#### [To be done]
Please arrange the part of the records that opens with the line containing "Where can you see the flower" and closes with the line containing "<point>294,86</point>" as a Markdown table with the columns Row and Line. Number each line in order and leave out any blank lines.

#### [Stored data]
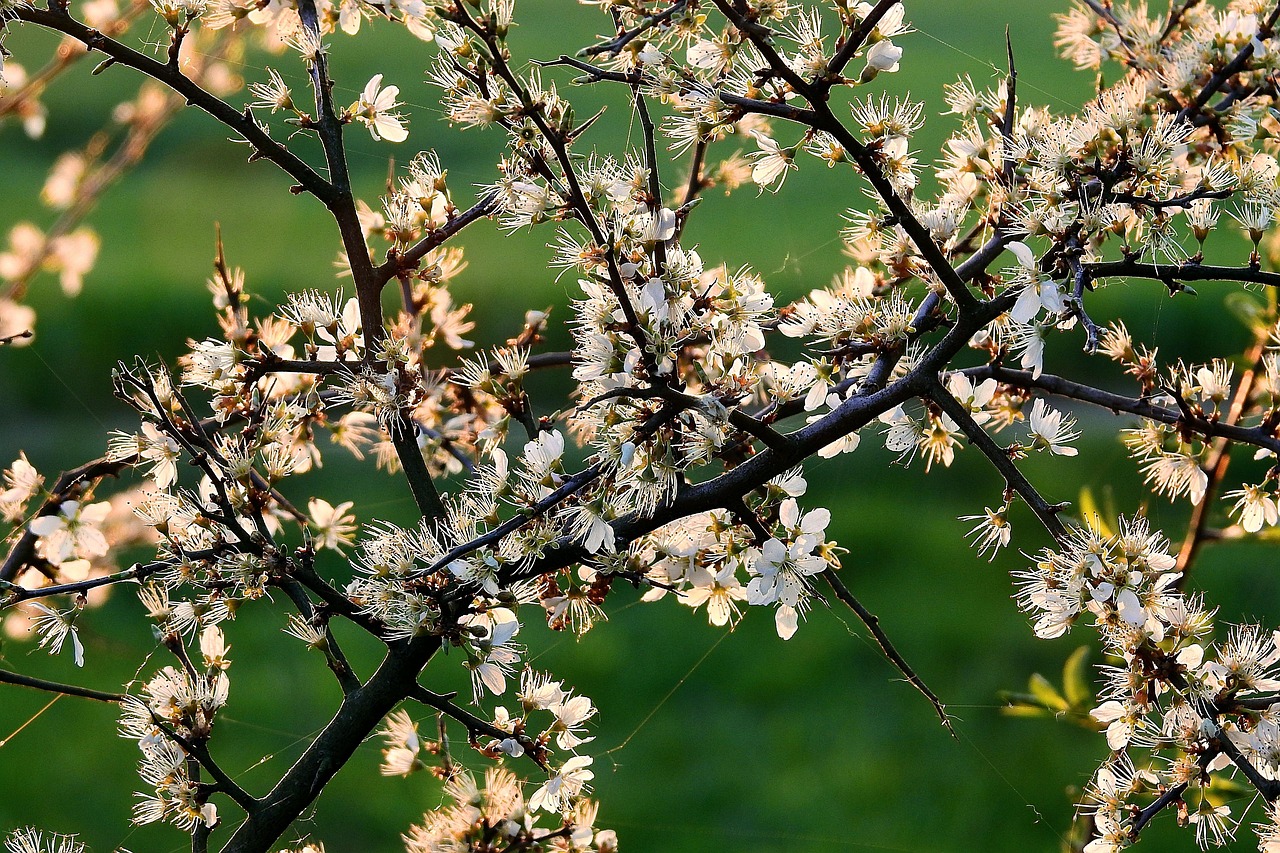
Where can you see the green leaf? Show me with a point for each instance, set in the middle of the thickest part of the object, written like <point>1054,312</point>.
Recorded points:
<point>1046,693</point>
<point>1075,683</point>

==

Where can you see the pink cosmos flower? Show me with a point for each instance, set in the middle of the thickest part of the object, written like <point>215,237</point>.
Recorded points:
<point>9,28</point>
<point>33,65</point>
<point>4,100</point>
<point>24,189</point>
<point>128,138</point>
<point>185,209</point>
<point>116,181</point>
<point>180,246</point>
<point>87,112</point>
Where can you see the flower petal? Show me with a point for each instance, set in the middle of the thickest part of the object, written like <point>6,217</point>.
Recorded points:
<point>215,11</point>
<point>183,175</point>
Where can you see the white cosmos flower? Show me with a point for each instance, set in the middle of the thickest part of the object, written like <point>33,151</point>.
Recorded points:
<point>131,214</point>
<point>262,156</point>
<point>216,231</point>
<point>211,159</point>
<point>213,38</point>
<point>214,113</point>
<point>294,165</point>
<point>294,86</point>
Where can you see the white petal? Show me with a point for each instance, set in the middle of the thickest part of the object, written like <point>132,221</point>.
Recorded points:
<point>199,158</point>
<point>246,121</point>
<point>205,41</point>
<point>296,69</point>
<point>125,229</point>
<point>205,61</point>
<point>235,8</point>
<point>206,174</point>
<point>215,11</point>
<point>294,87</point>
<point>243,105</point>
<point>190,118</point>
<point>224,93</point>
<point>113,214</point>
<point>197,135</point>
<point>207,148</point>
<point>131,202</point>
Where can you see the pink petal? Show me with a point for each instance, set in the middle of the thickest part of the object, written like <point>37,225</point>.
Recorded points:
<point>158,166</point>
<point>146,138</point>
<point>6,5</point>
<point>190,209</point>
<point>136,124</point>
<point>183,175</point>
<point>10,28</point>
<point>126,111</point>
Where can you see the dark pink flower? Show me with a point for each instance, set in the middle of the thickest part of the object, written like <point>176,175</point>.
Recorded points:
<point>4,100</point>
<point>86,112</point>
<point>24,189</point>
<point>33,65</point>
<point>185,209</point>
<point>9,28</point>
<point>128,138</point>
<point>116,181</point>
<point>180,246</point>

#### [Response to the exercise]
| Row | Line |
|---|---|
| 1 | Where can you see the flower petal? Show me with a point for each instance, set in the middle of the thickest part of the object, written like <point>6,217</point>. |
| 2 | Recorded points: |
| 3 | <point>215,11</point> |
| 4 | <point>183,175</point> |
| 5 | Where can you see the white cosmos flower? Show me with a point for each instance, set in the middle of the thickest part of the object, written like <point>33,151</point>. |
| 6 | Recorded points: |
| 7 | <point>131,214</point> |
| 8 | <point>262,156</point> |
| 9 | <point>216,231</point> |
| 10 | <point>211,159</point> |
| 11 | <point>213,38</point> |
| 12 | <point>214,113</point> |
| 13 | <point>294,165</point> |
| 14 | <point>294,86</point> |